• Extracted entries
- - - - - - -

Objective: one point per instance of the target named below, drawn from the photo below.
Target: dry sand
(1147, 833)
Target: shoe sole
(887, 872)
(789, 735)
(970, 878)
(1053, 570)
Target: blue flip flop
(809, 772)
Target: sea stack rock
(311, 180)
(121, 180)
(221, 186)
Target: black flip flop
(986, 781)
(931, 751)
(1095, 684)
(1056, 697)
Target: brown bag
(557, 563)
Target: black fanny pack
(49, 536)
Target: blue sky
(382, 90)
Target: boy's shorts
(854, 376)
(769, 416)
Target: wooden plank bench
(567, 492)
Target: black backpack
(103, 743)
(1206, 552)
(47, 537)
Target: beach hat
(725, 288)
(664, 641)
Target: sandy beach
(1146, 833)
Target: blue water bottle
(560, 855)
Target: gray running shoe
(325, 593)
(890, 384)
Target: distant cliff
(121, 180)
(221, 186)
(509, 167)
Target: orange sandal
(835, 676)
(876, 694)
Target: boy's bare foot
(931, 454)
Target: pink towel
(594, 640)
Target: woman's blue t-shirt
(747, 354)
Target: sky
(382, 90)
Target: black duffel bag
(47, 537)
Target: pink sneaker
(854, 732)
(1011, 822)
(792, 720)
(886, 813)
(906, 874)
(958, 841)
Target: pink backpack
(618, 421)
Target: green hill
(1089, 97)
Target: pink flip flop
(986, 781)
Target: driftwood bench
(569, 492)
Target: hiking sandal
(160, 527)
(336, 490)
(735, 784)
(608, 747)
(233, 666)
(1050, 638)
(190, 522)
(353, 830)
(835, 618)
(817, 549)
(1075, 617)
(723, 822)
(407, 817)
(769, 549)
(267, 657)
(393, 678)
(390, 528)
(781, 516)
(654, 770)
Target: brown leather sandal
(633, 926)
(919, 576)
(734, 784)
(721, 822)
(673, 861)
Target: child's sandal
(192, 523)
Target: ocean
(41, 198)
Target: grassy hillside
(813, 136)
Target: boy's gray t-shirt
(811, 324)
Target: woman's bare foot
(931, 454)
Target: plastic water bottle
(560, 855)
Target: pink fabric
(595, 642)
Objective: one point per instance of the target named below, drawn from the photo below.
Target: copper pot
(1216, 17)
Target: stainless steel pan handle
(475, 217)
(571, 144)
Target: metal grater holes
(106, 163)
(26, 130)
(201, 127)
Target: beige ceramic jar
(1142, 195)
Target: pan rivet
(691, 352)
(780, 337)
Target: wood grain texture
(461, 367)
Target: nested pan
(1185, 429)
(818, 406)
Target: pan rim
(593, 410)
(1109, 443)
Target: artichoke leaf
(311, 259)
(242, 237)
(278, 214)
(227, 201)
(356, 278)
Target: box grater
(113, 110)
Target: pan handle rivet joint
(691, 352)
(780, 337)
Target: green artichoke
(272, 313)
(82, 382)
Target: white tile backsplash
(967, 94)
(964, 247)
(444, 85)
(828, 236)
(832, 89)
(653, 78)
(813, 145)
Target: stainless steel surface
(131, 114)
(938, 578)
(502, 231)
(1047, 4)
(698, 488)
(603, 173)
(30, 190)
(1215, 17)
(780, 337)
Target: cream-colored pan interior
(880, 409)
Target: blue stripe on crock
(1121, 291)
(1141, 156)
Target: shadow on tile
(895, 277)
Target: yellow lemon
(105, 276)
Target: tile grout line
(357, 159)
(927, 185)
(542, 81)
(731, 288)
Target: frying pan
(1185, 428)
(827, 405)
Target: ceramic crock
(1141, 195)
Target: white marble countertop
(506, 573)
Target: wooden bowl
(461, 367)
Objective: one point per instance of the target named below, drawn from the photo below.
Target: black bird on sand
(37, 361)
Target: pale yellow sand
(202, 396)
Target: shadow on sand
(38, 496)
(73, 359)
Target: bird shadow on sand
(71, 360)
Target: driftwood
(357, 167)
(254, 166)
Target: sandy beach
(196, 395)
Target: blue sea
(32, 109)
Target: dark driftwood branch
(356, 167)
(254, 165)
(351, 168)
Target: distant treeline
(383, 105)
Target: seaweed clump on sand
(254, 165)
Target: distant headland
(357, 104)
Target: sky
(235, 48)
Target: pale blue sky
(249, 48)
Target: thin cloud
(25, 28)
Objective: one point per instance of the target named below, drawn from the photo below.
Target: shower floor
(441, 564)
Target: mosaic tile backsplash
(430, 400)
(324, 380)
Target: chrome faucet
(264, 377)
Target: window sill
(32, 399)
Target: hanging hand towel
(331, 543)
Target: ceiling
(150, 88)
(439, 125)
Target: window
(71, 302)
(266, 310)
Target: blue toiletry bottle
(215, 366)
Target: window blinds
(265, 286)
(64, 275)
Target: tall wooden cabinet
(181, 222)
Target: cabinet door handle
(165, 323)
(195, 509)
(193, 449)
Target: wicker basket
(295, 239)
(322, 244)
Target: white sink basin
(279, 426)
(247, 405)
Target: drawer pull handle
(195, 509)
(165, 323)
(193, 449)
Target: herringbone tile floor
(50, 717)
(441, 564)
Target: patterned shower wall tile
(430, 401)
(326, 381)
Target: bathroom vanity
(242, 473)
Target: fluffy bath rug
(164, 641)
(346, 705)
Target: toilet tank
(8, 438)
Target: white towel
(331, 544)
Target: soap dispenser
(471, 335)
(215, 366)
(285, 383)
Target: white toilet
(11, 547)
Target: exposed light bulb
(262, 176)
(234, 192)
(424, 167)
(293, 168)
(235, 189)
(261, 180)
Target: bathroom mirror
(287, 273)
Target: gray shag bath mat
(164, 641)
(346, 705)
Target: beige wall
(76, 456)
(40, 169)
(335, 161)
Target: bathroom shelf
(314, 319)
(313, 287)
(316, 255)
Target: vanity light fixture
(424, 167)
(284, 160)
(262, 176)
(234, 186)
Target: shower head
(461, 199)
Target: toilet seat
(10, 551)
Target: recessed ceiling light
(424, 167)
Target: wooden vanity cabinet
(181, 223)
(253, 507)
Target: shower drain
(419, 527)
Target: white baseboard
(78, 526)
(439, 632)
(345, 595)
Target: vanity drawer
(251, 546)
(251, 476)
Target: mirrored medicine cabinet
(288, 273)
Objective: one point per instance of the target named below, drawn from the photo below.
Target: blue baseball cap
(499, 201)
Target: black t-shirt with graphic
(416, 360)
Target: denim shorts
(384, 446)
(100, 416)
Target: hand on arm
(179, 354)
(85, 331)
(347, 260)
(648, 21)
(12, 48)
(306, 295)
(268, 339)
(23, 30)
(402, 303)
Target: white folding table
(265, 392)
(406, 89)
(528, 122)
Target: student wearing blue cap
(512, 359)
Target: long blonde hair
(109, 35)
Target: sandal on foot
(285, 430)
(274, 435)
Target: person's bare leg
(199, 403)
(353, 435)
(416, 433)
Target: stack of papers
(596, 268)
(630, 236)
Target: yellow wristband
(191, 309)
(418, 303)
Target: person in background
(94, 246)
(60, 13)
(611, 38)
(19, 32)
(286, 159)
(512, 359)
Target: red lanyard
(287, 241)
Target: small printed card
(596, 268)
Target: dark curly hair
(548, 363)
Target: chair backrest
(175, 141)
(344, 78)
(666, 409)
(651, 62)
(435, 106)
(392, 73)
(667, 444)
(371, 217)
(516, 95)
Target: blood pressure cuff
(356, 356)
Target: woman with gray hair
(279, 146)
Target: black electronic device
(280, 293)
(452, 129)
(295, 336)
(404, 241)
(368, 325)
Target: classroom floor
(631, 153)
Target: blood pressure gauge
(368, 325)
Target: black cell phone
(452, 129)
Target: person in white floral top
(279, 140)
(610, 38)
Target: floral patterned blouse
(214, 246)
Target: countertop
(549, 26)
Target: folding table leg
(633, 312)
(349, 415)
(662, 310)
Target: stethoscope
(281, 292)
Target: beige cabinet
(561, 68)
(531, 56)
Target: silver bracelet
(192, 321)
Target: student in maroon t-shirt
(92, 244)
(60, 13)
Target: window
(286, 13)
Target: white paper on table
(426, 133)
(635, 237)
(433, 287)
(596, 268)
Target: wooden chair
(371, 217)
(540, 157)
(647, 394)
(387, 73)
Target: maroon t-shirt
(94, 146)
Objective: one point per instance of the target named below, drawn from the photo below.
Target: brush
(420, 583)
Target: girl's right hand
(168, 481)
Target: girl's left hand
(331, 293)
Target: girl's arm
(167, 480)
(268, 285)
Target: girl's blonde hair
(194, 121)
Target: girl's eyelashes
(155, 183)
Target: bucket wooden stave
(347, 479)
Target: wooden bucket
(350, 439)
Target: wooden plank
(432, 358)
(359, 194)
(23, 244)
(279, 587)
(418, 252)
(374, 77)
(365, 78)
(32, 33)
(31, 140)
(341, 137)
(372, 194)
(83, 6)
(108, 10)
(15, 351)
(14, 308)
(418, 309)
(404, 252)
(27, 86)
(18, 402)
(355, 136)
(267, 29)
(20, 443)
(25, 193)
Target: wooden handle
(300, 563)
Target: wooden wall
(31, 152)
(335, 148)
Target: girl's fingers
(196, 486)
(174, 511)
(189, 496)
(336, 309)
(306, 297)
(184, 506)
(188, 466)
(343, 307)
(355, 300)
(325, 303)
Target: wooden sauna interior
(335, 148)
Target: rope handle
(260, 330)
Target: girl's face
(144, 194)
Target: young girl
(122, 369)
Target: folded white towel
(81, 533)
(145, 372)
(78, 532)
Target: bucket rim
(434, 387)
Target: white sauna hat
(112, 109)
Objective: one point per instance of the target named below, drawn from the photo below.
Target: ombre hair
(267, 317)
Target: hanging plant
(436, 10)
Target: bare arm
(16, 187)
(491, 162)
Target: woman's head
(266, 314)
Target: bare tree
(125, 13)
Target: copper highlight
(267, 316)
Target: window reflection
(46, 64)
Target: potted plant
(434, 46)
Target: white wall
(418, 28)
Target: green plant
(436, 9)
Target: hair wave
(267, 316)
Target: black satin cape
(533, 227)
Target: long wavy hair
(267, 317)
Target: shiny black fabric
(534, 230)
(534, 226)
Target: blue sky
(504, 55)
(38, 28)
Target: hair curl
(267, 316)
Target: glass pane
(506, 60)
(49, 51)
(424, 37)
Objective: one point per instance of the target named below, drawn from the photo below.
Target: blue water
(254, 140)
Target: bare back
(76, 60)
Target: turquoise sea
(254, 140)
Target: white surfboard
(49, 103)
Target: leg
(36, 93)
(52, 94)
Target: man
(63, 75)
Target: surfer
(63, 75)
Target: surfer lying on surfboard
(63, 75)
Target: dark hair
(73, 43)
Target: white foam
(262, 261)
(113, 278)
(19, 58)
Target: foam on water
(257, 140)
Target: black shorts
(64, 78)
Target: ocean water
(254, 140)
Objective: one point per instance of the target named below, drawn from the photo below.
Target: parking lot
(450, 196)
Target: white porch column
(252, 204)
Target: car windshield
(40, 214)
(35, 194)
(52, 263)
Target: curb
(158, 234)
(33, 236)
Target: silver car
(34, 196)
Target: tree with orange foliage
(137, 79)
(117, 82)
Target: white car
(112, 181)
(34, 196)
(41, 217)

- - - - - - -

• To do
Your task is to restate, word for word, the line with "Target: folded white towel" and all lines after it, ending with the last line of the data.

• Answer for this exercise
Target: folded white towel
(81, 533)
(145, 372)
(78, 532)
Target: bucket rim
(434, 387)
Target: white sauna hat
(112, 109)
Objective: one point per instance of the target named below, drawn from the photo below.
Target: ombre hair
(267, 317)
Target: hanging plant
(436, 10)
Target: bare arm
(16, 187)
(491, 162)
Target: woman's head
(266, 314)
Target: bare tree
(125, 13)
Target: copper highlight
(267, 316)
Target: window reflection
(46, 64)
Target: potted plant
(434, 46)
Target: white wall
(418, 28)
Target: green plant
(436, 9)
Target: hair wave
(267, 316)
Target: black satin cape
(533, 227)
Target: long wavy hair
(267, 317)
Target: shiny black fabric
(534, 230)
(534, 226)
Target: blue sky
(504, 55)
(38, 28)
Target: hair curl
(267, 316)
Target: glass pane
(506, 60)
(49, 51)
(424, 37)
Objective: one point per instance of the target named below, drawn from the photo below.
Target: blue water
(254, 140)
Target: bare back
(76, 60)
Target: turquoise sea
(254, 140)
Target: white surfboard
(49, 103)
Target: leg
(36, 93)
(52, 94)
Target: man
(63, 75)
Target: surfer
(63, 75)
Target: surfer lying on surfboard
(63, 75)
Target: dark hair
(73, 43)
Target: white foam
(262, 261)
(113, 278)
(19, 58)
Target: foam on water
(257, 140)
Target: black shorts
(64, 78)
Target: ocean water
(254, 140)
Objective: one point per instance of the target named below, drawn from the photo below.
Target: parking lot
(450, 196)
Target: white porch column
(252, 204)
Target: car windshield
(40, 214)
(35, 194)
(52, 263)
Target: curb
(158, 234)
(33, 236)
Target: silver car
(34, 196)
Target: tree with orange foliage
(137, 79)
(117, 82)
Target: white car
(112, 181)
(34, 196)
(41, 217)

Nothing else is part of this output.